• The problem: Write out, please, the line containing "tower. Write the coordinates, one line per instance." together with all lines after it, up to and including the last one, with no other output.

— Start —

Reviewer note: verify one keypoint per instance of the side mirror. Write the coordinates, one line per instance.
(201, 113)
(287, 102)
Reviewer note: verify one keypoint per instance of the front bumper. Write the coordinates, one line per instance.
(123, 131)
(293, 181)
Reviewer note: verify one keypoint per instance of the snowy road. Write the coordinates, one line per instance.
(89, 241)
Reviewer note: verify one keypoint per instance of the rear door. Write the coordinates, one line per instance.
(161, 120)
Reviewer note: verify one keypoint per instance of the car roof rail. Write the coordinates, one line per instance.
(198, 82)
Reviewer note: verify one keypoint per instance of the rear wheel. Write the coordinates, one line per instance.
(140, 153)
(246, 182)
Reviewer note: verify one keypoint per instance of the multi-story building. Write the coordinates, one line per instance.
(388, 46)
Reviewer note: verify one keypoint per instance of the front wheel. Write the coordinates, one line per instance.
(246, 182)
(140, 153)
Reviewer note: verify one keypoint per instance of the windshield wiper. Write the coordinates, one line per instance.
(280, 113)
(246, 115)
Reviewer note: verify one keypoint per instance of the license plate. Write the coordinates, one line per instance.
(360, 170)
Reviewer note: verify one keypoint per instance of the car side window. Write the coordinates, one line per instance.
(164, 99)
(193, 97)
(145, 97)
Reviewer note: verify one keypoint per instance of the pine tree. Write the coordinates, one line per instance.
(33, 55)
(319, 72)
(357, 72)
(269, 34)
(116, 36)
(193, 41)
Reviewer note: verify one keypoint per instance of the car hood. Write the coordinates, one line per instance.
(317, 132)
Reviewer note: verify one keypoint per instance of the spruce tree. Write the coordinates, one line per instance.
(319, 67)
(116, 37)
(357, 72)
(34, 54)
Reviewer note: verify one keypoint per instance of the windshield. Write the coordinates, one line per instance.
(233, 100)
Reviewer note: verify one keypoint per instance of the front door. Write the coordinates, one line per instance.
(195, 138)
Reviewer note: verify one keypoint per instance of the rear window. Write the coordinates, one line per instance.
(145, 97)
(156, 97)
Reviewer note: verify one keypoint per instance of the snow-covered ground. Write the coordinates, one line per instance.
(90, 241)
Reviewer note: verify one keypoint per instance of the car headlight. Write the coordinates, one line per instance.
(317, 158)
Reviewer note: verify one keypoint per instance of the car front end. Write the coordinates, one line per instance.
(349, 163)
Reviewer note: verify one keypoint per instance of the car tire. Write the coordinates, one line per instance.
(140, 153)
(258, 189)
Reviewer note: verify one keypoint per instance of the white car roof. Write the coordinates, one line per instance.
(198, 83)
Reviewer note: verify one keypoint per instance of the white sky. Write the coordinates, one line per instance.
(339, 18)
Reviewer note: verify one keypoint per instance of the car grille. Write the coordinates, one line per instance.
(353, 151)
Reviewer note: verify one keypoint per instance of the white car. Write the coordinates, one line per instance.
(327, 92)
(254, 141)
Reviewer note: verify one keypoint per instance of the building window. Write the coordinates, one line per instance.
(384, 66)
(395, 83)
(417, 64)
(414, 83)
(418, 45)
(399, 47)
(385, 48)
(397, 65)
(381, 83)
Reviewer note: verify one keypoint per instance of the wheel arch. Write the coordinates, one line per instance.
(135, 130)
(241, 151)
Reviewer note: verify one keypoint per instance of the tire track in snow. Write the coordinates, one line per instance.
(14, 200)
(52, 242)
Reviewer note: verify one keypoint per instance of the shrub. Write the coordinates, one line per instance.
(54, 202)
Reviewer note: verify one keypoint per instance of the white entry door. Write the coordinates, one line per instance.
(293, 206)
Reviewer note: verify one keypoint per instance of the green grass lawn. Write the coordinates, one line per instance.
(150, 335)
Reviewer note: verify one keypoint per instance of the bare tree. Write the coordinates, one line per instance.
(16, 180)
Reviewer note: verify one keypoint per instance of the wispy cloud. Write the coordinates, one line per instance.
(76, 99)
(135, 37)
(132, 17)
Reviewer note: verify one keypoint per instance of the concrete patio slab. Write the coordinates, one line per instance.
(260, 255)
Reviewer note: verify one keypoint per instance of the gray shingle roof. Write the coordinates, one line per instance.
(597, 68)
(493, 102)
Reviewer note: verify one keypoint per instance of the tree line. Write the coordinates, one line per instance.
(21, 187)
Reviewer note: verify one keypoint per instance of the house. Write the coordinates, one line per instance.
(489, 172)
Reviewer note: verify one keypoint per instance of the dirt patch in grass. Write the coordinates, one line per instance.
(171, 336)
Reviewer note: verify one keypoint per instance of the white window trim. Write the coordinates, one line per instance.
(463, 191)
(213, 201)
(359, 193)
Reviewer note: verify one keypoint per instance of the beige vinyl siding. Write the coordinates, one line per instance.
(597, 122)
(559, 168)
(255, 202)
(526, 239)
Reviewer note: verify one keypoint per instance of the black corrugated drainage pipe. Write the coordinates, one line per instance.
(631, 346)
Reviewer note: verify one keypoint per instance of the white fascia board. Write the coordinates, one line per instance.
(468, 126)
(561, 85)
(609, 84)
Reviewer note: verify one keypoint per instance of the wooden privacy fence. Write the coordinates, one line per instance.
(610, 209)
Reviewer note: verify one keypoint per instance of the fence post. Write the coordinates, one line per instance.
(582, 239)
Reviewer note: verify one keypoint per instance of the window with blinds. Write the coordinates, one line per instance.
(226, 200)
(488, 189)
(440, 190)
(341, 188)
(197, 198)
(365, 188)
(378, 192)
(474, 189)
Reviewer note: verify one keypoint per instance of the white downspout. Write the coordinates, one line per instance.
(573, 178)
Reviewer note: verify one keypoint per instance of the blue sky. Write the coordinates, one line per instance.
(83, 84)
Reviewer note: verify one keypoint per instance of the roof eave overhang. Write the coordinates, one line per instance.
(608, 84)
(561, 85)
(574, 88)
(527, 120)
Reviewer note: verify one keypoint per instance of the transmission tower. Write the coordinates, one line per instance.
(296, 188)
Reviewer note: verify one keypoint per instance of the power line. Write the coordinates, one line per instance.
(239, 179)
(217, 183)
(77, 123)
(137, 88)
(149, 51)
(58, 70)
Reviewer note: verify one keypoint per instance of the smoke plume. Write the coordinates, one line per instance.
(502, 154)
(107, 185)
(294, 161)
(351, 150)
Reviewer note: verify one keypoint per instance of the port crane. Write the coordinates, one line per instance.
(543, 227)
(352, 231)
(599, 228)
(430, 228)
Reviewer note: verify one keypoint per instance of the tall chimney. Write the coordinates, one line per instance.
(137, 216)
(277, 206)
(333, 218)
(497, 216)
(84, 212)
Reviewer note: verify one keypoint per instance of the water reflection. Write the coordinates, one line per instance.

— End —

• Reply to the task:
Reviewer note: verify one keypoint per instance of the transmission tower. Write the coordinates, one line per instance.
(296, 188)
Reviewer note: verify one keypoint per instance of the power line. Write the coordinates, one line per instance.
(239, 179)
(217, 183)
(77, 123)
(137, 88)
(149, 51)
(58, 70)
Reviewer note: verify one keypoint per instance of the smoke plume. Write the coordinates, one line per instance.
(502, 154)
(107, 185)
(294, 161)
(351, 150)
Reviewer note: verify one keypoint per instance of the port crane. Write the coordinates, one line per instance.
(543, 227)
(352, 231)
(599, 228)
(430, 228)
Reviewer note: verify one keypoint per instance of the tall chimney. Write the coordinates, one line per instance.
(137, 216)
(277, 206)
(333, 218)
(497, 216)
(84, 212)
Reviewer note: verify one keypoint per instance of the water reflection. Write the coordinates, one line per instance.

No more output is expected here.